[Work to be completed]: Starting at the line that contains "Mark the ship hull", copy each line through the final one exactly as written.

[Material]:
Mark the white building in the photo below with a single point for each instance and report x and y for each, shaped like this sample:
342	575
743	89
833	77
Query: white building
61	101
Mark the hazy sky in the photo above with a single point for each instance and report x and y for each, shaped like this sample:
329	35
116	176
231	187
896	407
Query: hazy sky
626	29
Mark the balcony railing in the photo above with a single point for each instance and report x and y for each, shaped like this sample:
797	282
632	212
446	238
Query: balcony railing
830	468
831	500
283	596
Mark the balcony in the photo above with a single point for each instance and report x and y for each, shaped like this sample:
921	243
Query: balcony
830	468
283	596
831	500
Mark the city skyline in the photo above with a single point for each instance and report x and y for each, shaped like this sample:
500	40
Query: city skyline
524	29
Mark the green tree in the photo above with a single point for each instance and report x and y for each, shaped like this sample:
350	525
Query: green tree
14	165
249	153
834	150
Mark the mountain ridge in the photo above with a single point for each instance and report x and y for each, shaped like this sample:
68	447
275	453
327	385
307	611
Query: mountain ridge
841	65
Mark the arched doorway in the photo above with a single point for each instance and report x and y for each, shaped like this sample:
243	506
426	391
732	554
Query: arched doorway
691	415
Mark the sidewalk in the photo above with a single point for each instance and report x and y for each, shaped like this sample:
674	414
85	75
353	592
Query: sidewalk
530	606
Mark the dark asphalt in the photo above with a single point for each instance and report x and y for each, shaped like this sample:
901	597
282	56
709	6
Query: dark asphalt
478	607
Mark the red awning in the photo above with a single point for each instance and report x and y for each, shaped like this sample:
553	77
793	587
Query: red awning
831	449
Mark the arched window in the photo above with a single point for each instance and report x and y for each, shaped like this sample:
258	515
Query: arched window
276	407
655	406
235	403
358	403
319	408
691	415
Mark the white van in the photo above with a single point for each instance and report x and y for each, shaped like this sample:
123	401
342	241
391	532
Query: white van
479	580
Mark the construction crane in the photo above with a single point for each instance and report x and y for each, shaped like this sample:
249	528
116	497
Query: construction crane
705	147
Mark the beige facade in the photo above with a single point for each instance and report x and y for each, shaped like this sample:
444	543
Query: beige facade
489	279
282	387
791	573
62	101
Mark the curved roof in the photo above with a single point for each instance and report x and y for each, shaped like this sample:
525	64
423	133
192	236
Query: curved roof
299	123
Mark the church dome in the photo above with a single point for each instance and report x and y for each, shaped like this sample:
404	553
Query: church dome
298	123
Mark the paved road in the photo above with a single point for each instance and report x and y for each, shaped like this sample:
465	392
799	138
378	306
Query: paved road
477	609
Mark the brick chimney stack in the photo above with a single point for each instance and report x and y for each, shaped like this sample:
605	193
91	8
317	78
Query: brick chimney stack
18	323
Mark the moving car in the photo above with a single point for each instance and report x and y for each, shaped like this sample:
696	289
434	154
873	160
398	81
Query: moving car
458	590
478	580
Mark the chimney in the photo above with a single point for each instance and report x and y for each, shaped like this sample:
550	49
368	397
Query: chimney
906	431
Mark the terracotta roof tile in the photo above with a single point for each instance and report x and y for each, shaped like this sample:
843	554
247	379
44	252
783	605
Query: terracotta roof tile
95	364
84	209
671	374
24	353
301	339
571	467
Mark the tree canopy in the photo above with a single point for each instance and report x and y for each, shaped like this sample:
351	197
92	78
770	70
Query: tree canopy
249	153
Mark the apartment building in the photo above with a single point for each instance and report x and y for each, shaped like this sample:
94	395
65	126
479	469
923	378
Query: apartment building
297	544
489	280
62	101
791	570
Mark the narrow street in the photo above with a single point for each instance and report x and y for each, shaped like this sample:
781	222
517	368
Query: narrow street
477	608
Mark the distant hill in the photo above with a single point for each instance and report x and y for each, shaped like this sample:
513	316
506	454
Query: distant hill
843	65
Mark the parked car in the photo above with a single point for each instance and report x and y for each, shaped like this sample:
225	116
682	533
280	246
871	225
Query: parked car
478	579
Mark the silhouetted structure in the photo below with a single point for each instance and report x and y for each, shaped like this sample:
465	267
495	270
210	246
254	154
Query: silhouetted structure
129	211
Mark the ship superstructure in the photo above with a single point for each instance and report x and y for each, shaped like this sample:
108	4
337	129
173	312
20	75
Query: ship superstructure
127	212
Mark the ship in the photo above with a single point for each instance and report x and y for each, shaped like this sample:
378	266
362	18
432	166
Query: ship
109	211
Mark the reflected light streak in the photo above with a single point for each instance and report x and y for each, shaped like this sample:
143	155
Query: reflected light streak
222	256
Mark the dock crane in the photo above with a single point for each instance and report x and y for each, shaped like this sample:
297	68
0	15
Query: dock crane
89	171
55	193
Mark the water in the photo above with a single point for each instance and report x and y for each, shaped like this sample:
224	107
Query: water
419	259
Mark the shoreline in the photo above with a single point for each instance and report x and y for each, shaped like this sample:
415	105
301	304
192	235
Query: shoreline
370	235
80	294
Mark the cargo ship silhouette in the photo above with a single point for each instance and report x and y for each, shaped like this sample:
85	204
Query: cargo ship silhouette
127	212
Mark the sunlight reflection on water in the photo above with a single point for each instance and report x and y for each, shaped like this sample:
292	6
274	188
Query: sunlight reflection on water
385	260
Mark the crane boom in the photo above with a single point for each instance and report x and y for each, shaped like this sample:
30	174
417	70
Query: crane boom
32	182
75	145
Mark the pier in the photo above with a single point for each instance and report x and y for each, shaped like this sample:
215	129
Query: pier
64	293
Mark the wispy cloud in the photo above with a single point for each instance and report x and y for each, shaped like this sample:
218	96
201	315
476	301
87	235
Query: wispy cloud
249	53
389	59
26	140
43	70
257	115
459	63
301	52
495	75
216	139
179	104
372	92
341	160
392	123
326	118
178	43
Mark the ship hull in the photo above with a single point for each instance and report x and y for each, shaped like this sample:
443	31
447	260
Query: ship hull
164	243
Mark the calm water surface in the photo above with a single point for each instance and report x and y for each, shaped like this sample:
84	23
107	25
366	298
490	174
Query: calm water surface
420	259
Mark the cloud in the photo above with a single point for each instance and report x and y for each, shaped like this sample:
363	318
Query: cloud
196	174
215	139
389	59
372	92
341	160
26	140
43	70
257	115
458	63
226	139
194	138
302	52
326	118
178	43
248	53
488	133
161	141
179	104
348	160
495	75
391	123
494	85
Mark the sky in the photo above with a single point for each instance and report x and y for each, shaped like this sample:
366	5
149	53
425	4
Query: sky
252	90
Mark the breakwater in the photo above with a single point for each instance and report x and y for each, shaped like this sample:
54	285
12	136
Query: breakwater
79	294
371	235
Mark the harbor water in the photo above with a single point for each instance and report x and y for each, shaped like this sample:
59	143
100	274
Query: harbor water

[Reply]:
Mark the ship hull in the photo above with a single point for each instance and report x and y for each, shaped like this sample:
443	31
447	260
Query: ship hull
164	243
Mark the calm water surface in the photo above with a single point for each instance and report x and y for each, shaped like this sample:
84	23
107	25
366	298
490	174
Query: calm water surface
420	259
Mark the cloud in the photo above with a single point for each instance and report x and y for each, shaped like this sample:
363	318
Query: cloud
196	174
215	139
389	59
372	92
341	160
26	140
43	70
257	115
458	63
226	139
194	138
302	52
326	118
178	43
248	53
488	133
161	141
179	104
348	160
495	75
391	123
494	85
Mark the sky in the photo above with a single point for each instance and report x and y for each, shaped like this sample:
366	5
149	53
425	4
Query: sky
252	90
Mark the breakwater in the photo above with a single point for each instance and report x and y for each, shaped like this sample:
54	285
12	136
Query: breakwater
79	294
371	235
Mark the harbor water in the photo above with a single point for each instance and report x and y for each, shaped like this sample:
59	143
100	274
Query: harbor water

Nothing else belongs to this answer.